··· RECORDS SHOWN
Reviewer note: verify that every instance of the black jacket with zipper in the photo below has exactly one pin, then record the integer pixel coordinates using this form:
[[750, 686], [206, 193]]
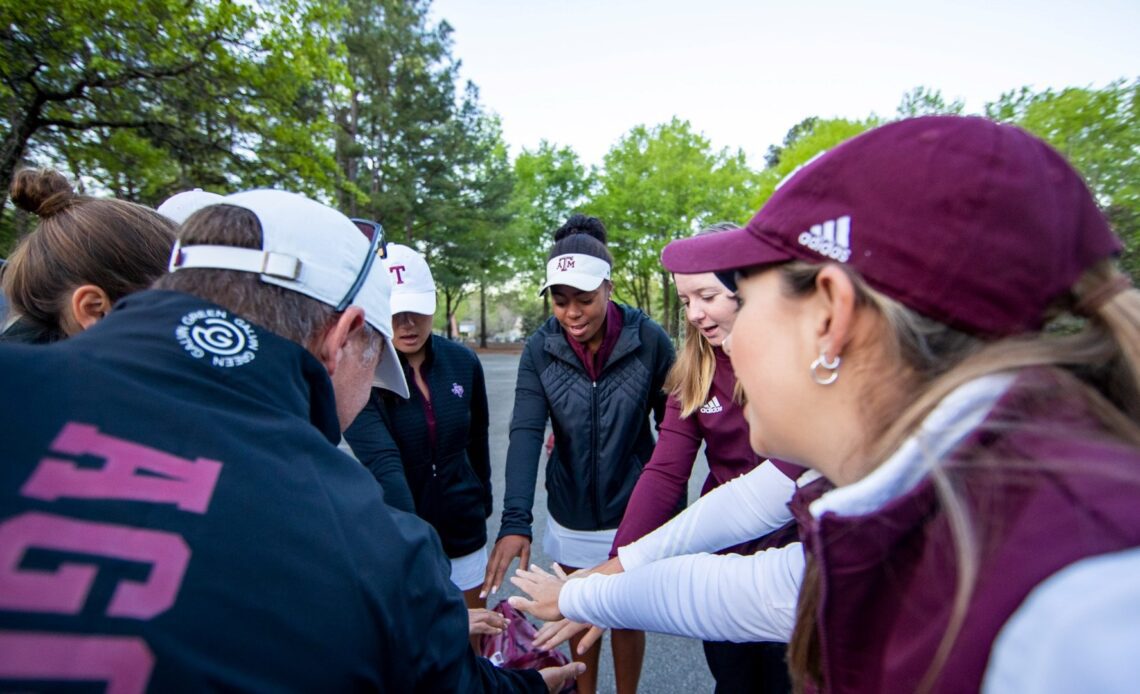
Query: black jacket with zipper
······
··· RECORDS SHOWN
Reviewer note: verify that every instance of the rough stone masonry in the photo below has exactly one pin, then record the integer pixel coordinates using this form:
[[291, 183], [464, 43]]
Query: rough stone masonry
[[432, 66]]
······
EXERCISE GOAL
Starting at the line that contains "Reviewer note: verify that every instance of the black" and ending at the line that contains "Query: black jacket with zipper", transcribe the material above exactly, excluding pictures.

RESULT FOR THIS TASK
Reviewer note: verify that every instance of the black jacket with zipper in the photo below has exactly one pin, then record the integer pixel coordinates using this form:
[[750, 686], [206, 193]]
Query: black jacket with zipper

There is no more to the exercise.